* [AIM] Output the lines below as a two-column CSV with the headers line and points, one row per line: its text under line and its recorded points under points. Put each field in double quotes and replace any newlines inside a field with spaces.

* [DATASET EXCERPTS]
-=-=-=-=-

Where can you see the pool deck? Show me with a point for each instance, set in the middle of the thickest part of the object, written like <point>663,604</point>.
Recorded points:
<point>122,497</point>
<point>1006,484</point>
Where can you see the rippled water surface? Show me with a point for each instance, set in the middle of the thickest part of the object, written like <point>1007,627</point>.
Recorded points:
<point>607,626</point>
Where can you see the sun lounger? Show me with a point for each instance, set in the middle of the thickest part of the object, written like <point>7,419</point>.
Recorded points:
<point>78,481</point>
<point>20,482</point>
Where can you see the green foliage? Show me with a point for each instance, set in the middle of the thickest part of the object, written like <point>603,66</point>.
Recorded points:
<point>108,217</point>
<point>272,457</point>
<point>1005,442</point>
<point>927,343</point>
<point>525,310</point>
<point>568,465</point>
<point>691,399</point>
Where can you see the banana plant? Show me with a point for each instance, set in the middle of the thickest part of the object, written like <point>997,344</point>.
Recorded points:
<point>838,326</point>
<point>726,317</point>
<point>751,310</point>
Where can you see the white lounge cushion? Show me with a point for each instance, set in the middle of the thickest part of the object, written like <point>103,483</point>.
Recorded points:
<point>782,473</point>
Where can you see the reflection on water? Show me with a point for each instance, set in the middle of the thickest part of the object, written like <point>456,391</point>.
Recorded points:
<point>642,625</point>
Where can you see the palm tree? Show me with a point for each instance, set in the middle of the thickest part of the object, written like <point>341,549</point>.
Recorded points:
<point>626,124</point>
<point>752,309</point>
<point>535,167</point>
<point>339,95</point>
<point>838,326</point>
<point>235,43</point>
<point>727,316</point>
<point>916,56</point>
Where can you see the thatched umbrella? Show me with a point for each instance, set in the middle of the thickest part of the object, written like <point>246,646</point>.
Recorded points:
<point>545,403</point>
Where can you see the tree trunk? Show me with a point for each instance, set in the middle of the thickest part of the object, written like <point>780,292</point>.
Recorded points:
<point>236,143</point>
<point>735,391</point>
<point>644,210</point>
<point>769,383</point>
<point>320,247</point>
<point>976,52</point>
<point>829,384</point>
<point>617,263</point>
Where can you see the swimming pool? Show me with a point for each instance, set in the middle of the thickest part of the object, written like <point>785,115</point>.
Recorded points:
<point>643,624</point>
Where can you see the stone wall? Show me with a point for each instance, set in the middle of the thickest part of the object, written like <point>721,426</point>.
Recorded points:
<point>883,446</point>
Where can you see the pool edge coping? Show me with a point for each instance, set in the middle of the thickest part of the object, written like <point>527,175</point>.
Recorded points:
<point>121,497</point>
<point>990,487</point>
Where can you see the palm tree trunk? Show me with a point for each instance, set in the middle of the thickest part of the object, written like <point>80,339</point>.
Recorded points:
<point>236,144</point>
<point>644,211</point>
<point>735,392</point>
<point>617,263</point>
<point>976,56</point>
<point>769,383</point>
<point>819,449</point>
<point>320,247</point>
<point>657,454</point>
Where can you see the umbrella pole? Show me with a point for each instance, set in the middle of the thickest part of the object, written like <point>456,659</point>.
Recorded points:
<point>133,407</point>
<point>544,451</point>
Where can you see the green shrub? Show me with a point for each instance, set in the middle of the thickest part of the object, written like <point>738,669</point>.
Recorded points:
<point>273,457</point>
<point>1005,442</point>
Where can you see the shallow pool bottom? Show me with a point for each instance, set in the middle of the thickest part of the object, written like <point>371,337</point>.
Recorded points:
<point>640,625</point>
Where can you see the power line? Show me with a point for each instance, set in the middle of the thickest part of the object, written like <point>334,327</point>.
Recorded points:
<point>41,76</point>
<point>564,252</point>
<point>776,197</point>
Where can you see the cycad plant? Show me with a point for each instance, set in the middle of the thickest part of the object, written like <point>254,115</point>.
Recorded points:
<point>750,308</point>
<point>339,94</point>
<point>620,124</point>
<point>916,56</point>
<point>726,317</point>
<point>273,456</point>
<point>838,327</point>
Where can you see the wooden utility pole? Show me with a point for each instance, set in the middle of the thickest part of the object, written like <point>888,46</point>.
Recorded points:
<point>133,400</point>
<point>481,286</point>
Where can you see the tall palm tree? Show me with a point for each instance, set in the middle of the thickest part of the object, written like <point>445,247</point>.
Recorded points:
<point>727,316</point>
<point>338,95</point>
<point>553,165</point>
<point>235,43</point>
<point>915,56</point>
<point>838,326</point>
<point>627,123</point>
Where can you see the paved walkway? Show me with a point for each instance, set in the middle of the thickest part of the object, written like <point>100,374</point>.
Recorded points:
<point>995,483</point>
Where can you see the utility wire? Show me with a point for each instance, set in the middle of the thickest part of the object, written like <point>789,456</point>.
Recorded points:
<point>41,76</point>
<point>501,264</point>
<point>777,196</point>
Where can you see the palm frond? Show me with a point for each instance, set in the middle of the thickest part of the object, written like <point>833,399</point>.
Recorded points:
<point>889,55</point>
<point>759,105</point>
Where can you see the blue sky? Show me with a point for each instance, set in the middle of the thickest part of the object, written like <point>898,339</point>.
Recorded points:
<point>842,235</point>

-=-=-=-=-

* [SOLUTION]
line,points
"Where can you see the pool deck? Show me with a point for each instance, set in the middle of the thickest part of the object, written like <point>663,604</point>. Recorded points:","<point>122,497</point> <point>1006,484</point>"
"Where can you see the rippled water surface? Show me with a point for each instance, set in the middle of the thickest part of the object, written like <point>1007,627</point>. Recorded points:","<point>607,626</point>"
"Where can you see the sun lounger? Show me with a point for each instance, set in the middle of the thickest part of the object, written like <point>7,419</point>. Recorded points:","<point>78,481</point> <point>20,482</point>"
"Where can you see the green foliage? Show me with a point for each instance, set in the middle of the thickest part of the object, written like <point>603,66</point>. Recorded points:","<point>108,217</point> <point>272,457</point> <point>1005,442</point> <point>927,343</point> <point>525,310</point> <point>568,465</point> <point>691,399</point>"
"Where can you see the banana plant? Show me with a point for each instance, set in the middle of the thickest part of the object, written like <point>997,344</point>. Recorded points:","<point>838,326</point> <point>726,317</point> <point>751,310</point>"
"Where can you see the white lounge cushion? Show me with a point for each instance, set in the middle of the thickest part of the object, written like <point>103,483</point>. Recorded points:","<point>782,473</point>"
"Where can you see the reflection on water? Show me with a point for each instance, set in the middle of the thickest part of the object, written like <point>456,391</point>. Recorded points:","<point>642,625</point>"
"Where can you see the palm tree? Show me with a point for each instance, set in the middle of the thickest part of the object, written like <point>341,549</point>. Recorded points:","<point>626,124</point> <point>752,309</point> <point>535,167</point> <point>339,95</point> <point>838,326</point> <point>235,43</point> <point>727,316</point> <point>916,56</point>"
"Where can you see the thatched umbrella? Show me with a point for each instance, set in the middle of the thickest part of the object, written like <point>246,646</point>. Recorded points:","<point>545,403</point>"
"Where can you see the tree trunk? Show me with a point for each instance, set in the middle of the thickest part of the object, written like <point>780,292</point>. Recorded points:","<point>236,143</point> <point>735,391</point> <point>644,210</point> <point>769,383</point> <point>320,247</point> <point>976,52</point> <point>829,384</point> <point>617,263</point>"
"Where can you see the swimming pool? Show me with a point for each instance, set in the middle of the thickest part of the object, written like <point>785,115</point>. Recorded points:","<point>643,624</point>"
"Where can you see the stone wall? Show me with a point for each instance, set in the middle of the thickest part of the object, written like <point>721,426</point>. Recorded points:","<point>883,446</point>"
"Where can you see the pool edge coping? Show me with a point for each instance, set in the middle of the thickest part of the object, written like <point>527,175</point>. Recorded points:","<point>121,497</point> <point>990,487</point>"
"Where can you see the palm tree trunk? Show me with a point for each instance, set in the middle of the thickest part of the object, written like <point>80,339</point>. Recorded points:","<point>236,144</point> <point>644,211</point> <point>735,392</point> <point>617,263</point> <point>976,56</point> <point>769,383</point> <point>819,449</point> <point>320,247</point> <point>657,454</point>"
"Where can you see the umbrella pole? Show me with a point for each instance, set in the middle of the thickest part of the object, written like <point>456,659</point>. Recorded points:","<point>133,407</point> <point>544,451</point>"
"Where can you see the green shrub? Show me with a point for each instance, set in the middle of the thickest part of the object, written like <point>738,669</point>. Recorded points:","<point>273,457</point> <point>1005,442</point>"
"Where can you see the shallow pool bottom? Show me with a point for each instance, set in the middle of the thickest part of the object, written like <point>371,337</point>. Recorded points:","<point>640,625</point>"
"Where can you see the power line? Show me with a point for each instance, set in the middle of the thickest part of the object, written like <point>334,327</point>. Recorded points:","<point>41,76</point> <point>564,252</point> <point>776,197</point>"
"Where can you see the cycad plant? Show me with a point for each instance, set in the middle of the thickest part of the object, written like <point>254,115</point>. Recorded points:","<point>750,308</point> <point>339,94</point> <point>620,124</point> <point>916,56</point> <point>726,317</point> <point>273,456</point> <point>838,327</point>"
"Where can you see the wooden utility pole? Show me with a point for each instance, set in the middle of the thickest part of the object, written like <point>888,46</point>. Recorded points:","<point>133,400</point> <point>481,286</point>"
"Where can you see the tall palm tree? Show me with a point for each instance, set in the middle of the thickest part of the object, written like <point>445,247</point>. Recorded points:","<point>727,316</point> <point>338,95</point> <point>553,165</point> <point>235,43</point> <point>915,56</point> <point>838,326</point> <point>627,123</point>"
"Where can you see the paved walkway? Show me with a point for each instance, set in the middle of the thickest part of the object, written like <point>100,374</point>. Recorded points:","<point>995,483</point>"
"Where can you see the utility wire? Show me with a point for each instance, set in the middle of the thickest part of the object, written like <point>789,456</point>. Recorded points:","<point>41,76</point> <point>501,264</point> <point>777,196</point>"
"Where can you see the palm frond? Show me with a point for each instance, set in the middle of the thickest part of the object, written like <point>833,399</point>. Recorded points:","<point>889,55</point> <point>759,105</point>"
"Where can you see the blue sky? Show me with a point for each instance, set in the middle of the thickest part of the object, written like <point>898,339</point>. Recorded points:","<point>842,235</point>"